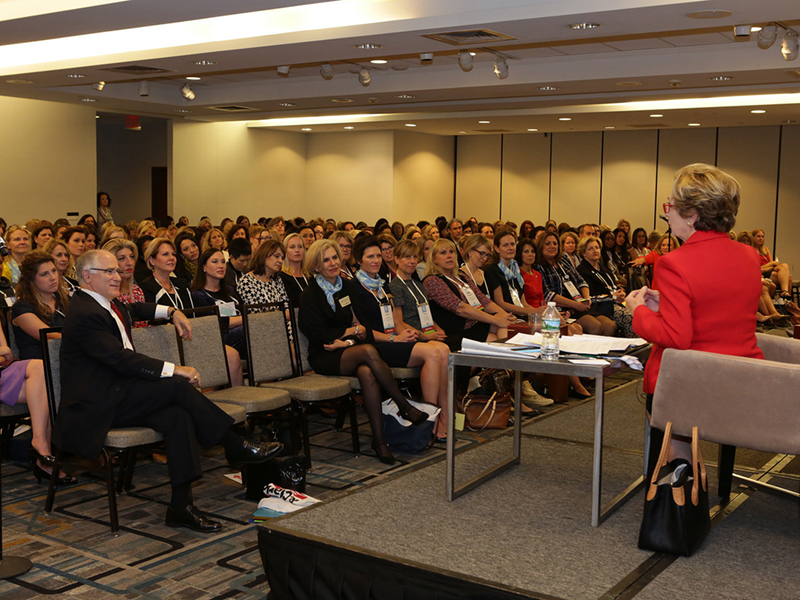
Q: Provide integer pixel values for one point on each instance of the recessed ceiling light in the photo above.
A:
(710, 14)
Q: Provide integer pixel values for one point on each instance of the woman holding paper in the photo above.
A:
(698, 305)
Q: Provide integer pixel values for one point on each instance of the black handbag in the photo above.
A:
(676, 519)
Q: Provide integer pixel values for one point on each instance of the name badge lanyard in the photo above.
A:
(470, 296)
(423, 310)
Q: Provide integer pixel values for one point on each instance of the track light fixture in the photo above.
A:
(326, 71)
(501, 68)
(465, 59)
(187, 92)
(789, 45)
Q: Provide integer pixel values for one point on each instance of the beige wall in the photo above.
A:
(48, 158)
(423, 176)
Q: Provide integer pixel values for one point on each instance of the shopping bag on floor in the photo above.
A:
(676, 519)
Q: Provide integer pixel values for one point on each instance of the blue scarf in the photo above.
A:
(512, 271)
(329, 288)
(373, 285)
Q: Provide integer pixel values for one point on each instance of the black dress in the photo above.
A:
(396, 354)
(321, 324)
=-=-=-=-=
Reproduce verbatim every line from the one containing "floor in the photo above." down to the last line of the rows, inclusive of both.

Q: Provide integer pixel values for one point on each instance of the shopping bag on floor in the photo above.
A:
(676, 519)
Q: Provide integer pixel values for one point on each instance of the blue scarf in the photo above.
A:
(512, 271)
(329, 288)
(373, 285)
Q: Provide integer pixel values for one point on each instance of the black dress in the photo above.
A:
(396, 354)
(321, 324)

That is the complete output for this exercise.